- _Document text_
The Minister may say that the FSA can do it, so why should we put it in the Bill? I have a simple answer to that. The decision to increase the limit is as much political as technical, as the events of the past 18 months have shown. A political decision should be made by the Government and put to Parliament for approval. It was wrong that Parliament was completely on the sidelines in that debate and that the Government were not in the driving seat, if I may mix my metaphors. Although the FSA can currently do it, that is the wrong location for the power, as recent history has shown.

The second and important element of my amendment relates to deposits being calculated on a bank brand basis. At present, the Financial Services Compensation Scheme relates only to legal entities, so if a depositor holds a deposit in more than one bank in a group, his compensation limit is restricted to the one limit of £50,000. A depositor who investigates the legal ownership of banks can work out that he needs to spread his money around to avoid legal groupings, but many investors are not that sophisticated. Recent events, such as Lloyds TSB and HBOS, Bradford & Bingley and Abbey/Santander have restricted the number of legal groups, although not the number of brands.

- _Dataset excerpts_

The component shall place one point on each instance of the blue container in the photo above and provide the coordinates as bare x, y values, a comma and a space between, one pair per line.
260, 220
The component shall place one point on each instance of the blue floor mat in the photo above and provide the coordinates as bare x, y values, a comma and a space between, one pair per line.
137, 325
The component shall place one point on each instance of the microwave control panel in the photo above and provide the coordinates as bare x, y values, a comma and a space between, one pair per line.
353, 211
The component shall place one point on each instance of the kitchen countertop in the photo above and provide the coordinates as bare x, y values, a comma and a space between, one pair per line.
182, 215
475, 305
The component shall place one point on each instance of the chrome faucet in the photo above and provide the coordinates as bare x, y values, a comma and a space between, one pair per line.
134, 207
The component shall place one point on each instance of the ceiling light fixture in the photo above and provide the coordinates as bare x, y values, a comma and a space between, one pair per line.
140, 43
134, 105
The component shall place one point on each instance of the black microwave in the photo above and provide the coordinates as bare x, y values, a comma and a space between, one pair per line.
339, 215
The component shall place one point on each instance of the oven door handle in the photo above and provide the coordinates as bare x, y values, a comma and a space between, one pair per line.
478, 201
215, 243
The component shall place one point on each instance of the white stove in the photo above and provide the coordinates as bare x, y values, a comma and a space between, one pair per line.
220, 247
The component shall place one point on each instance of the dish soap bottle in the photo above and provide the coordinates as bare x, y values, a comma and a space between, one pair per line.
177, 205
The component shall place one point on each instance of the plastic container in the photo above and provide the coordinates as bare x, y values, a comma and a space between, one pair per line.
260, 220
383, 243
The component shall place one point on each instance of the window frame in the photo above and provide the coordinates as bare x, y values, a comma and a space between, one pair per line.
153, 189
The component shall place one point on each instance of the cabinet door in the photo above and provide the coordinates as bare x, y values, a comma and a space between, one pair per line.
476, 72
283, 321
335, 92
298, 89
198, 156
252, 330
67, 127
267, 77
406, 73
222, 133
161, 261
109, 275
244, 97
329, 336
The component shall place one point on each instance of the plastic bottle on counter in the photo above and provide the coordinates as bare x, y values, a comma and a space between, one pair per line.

- _Challenge A_
In the speech on deposit compensation, what limit applies when a depositor holds deposits in more than one bank in the same group?
- _Challenge B_
Please carry on the speech on deposit compensation from its last sentence.

- _Task answer A_
One compensation limit of £50,000.

- _Task answer B_
Consumer groups, led by Citizens Advice and Which?, are firm in their view that the scheme should operate on a brand basis. I hope that the Minister can agree. I should say that my amendment would probably need further refinement to be clear what is meant by a “bank brand”, so for the purposes of today's debate my amendment is probing, but I hope that the Minister will respond positively so that we can at least deal with this aspect when we come back on Report. I beg to move.

Lord Newby: I am grateful to the noble Baroness for tabling the amendment because it covers in part issues that we proposed to raise in debate on Clause 171 stand part. There was a question about where to put our focus in dealing with the compensation scheme. We should perhaps have grouped our amendment with this one.

I agree with several aspects of the amendment. First, I absolutely agree with the noble Baroness that this should be a matter not for the FSA but for Parliament. The FSA was dilatory beyond measure in increasing the limit to £50,000. It seemed that the Treasury either could not or would not exercise much influence on it to do that. We also agree with the principle that the £50,000 should apply to a brand. Given that there is such a concentration of ownership now and so many brands, I wonder how many people realise exactly which brand is owned by which bank.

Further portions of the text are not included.